* Begin *

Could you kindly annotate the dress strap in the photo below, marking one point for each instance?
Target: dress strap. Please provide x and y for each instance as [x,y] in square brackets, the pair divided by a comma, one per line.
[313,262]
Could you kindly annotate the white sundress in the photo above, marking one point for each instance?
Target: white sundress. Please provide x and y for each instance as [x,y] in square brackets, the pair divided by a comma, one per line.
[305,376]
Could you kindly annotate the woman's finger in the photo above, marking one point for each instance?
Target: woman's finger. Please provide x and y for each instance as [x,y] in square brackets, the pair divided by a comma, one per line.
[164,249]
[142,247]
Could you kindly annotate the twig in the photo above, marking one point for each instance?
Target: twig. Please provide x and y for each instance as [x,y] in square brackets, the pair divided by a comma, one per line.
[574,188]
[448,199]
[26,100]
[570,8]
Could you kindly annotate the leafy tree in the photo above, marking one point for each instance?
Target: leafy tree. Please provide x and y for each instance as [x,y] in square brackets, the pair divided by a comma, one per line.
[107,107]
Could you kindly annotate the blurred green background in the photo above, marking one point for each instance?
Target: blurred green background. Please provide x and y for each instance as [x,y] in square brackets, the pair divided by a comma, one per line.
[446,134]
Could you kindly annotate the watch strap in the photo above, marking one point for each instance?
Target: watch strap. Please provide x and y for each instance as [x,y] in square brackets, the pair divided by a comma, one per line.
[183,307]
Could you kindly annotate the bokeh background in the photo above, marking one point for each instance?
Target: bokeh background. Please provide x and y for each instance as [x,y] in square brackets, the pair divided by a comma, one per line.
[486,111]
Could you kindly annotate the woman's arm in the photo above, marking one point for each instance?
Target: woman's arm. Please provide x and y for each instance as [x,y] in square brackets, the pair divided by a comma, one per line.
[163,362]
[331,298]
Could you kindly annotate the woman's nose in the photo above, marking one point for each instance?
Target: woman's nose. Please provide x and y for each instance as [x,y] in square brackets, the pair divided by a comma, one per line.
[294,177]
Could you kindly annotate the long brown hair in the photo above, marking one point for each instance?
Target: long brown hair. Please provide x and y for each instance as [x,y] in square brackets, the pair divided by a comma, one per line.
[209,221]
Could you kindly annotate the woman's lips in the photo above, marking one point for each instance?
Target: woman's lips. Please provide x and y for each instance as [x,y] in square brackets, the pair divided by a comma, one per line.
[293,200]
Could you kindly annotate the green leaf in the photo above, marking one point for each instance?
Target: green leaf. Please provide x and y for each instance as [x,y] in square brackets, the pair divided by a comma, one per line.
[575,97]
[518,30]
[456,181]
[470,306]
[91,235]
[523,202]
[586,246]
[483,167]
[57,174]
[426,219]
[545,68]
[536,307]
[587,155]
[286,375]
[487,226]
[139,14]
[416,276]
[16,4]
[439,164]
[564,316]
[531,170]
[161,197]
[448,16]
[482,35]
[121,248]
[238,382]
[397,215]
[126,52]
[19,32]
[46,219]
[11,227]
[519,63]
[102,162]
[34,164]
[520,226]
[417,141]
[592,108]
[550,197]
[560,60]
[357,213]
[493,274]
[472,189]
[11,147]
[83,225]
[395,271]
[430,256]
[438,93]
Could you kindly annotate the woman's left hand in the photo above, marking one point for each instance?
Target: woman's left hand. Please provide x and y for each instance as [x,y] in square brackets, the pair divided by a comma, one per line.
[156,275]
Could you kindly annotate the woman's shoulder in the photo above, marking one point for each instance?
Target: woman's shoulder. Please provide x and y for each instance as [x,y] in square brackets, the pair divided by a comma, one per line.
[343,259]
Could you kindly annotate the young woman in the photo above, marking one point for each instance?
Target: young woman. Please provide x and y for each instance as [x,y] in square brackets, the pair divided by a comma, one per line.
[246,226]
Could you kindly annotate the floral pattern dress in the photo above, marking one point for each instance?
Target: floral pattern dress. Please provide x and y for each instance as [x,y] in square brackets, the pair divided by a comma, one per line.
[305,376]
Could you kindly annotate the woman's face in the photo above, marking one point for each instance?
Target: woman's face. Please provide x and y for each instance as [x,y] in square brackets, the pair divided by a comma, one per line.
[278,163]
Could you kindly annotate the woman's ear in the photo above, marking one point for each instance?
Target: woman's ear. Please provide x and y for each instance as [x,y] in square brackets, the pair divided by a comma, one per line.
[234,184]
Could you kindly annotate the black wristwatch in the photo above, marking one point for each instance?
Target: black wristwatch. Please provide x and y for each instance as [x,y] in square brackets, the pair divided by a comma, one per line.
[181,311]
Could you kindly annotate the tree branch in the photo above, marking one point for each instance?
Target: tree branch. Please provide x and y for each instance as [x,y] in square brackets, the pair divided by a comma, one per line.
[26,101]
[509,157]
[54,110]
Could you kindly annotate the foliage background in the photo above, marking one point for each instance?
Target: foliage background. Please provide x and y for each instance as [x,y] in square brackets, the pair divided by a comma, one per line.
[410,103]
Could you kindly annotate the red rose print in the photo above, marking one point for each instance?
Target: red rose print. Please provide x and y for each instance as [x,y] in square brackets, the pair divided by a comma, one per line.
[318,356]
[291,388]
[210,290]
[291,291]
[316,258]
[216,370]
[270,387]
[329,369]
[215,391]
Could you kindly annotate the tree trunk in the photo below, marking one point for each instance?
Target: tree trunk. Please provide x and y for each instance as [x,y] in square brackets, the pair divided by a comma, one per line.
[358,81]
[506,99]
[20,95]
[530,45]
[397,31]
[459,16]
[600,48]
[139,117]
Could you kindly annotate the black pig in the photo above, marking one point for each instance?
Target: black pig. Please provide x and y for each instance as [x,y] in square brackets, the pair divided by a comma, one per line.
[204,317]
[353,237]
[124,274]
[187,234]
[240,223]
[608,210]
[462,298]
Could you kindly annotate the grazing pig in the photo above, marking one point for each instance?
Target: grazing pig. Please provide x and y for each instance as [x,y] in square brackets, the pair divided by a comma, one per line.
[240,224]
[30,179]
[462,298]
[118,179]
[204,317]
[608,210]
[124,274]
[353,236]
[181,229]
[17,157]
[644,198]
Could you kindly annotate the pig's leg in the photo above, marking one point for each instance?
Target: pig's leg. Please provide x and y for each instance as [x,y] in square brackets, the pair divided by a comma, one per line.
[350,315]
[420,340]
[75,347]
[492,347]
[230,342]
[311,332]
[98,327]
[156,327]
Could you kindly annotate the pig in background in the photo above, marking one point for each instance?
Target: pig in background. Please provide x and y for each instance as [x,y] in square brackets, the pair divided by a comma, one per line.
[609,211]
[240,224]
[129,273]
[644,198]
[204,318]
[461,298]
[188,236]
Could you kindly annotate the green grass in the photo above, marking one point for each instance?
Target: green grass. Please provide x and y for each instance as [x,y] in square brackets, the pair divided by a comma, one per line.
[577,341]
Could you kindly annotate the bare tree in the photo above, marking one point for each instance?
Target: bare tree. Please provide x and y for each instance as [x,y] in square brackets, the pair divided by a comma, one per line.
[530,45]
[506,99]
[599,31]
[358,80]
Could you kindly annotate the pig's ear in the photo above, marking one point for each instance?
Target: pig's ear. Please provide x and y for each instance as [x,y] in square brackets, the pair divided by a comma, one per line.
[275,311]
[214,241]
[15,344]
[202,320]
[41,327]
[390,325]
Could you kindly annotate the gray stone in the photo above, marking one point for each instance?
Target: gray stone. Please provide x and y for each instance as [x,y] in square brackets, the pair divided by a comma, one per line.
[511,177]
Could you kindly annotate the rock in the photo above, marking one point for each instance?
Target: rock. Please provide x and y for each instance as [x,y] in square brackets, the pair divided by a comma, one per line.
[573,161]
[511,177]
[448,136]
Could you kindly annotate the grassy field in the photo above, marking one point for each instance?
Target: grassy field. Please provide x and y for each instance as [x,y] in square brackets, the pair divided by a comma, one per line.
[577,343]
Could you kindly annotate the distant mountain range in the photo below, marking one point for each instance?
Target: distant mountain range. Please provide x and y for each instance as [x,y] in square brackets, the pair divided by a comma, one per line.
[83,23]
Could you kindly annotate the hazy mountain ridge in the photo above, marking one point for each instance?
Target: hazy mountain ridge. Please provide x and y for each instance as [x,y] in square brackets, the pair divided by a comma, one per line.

* End *
* Begin *

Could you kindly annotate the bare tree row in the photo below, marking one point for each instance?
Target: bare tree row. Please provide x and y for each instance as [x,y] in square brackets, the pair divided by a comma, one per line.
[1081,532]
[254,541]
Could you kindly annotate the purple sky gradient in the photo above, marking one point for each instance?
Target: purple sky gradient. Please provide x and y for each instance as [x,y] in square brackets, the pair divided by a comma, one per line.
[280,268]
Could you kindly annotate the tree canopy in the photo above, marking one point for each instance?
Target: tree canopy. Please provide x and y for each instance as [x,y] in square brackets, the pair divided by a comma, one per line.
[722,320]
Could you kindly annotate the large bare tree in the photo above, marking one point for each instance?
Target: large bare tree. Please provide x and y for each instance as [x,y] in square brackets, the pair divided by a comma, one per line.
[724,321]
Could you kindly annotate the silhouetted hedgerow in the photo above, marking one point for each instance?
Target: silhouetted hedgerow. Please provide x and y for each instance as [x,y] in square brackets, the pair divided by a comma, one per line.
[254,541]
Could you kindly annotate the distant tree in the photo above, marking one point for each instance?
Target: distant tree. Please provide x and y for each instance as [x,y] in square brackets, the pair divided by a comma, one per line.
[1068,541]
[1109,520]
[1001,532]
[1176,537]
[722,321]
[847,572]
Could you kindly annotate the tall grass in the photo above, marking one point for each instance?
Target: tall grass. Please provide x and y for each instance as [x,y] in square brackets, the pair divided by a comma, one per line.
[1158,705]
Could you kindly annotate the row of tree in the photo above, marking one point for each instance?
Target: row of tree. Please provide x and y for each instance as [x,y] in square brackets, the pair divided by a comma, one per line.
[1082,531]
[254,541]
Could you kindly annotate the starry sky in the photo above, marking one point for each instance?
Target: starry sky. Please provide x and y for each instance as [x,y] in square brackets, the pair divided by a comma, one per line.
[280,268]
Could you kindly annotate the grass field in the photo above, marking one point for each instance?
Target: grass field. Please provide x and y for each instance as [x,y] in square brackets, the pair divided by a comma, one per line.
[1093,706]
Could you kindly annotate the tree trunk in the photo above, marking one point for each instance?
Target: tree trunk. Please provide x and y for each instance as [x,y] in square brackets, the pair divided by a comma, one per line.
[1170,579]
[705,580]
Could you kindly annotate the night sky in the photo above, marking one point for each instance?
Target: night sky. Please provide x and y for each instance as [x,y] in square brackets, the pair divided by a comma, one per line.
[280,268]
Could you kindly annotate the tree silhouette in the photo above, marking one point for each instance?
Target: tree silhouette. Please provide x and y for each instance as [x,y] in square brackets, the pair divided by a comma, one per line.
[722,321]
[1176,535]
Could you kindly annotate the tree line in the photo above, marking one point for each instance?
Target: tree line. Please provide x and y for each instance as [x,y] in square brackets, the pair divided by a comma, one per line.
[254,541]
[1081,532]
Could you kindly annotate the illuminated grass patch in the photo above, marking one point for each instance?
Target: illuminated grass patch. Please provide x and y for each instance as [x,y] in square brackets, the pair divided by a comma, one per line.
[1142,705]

* End *
* Begin *

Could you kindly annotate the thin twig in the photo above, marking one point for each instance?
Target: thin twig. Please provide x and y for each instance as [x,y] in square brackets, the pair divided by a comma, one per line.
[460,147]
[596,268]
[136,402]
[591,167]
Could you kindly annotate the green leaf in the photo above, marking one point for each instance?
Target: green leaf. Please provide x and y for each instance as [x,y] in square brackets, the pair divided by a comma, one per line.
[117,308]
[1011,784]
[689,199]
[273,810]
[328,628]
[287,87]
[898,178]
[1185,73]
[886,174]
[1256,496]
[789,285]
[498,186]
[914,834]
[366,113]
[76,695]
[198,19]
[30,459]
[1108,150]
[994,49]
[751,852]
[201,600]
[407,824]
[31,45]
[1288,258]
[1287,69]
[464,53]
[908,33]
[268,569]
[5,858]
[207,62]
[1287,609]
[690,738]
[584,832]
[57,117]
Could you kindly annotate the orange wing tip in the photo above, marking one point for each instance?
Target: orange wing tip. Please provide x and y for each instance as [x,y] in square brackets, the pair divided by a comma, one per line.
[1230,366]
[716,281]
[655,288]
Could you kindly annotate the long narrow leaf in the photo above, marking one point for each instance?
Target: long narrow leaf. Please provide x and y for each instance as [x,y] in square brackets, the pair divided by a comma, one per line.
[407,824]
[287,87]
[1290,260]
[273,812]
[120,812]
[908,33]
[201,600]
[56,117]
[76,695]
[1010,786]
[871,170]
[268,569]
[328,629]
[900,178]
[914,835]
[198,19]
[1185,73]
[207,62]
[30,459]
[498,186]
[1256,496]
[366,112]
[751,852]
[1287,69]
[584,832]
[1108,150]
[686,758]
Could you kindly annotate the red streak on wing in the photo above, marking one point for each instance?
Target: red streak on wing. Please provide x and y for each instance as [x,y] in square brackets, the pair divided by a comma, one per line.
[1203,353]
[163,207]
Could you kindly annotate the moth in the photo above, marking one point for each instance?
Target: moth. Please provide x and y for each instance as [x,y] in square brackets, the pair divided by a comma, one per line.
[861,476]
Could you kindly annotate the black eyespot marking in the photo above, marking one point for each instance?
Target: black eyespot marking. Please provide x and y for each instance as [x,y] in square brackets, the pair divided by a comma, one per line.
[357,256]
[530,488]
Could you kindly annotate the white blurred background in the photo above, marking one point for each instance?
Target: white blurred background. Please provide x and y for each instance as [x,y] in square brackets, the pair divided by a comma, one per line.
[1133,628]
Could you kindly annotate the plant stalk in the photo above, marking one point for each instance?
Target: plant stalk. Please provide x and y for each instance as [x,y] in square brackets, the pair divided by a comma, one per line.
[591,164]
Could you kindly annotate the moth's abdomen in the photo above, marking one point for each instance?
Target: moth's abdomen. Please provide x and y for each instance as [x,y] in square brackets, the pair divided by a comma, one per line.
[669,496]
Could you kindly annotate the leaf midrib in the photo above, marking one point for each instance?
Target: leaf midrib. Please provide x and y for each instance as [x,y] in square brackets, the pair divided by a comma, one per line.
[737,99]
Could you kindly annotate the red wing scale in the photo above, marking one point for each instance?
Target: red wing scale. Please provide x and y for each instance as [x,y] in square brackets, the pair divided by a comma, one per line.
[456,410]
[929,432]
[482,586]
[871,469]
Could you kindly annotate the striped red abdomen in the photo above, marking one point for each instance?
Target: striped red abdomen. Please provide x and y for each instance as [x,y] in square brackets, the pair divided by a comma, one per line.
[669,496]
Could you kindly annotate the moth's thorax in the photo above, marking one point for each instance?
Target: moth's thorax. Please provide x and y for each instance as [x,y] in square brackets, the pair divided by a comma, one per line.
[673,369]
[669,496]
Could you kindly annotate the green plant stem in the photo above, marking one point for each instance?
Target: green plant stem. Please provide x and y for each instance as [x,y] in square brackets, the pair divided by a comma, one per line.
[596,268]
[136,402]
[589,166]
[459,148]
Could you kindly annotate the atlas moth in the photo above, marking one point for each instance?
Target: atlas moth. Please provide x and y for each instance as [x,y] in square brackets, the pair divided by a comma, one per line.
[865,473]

* End *

**TASK GOAL:**
Pull out every line in the entries above that contains the word "gradient", and copy each one unchanged.

**TASK RESULT:**
Could you kindly annotate the purple sky gradient in the photo above, marking one point for each instance?
Target: purple sky gradient. Please provide x and y for each instance as [x,y] in square brackets, the pair divided by a comma, one per line.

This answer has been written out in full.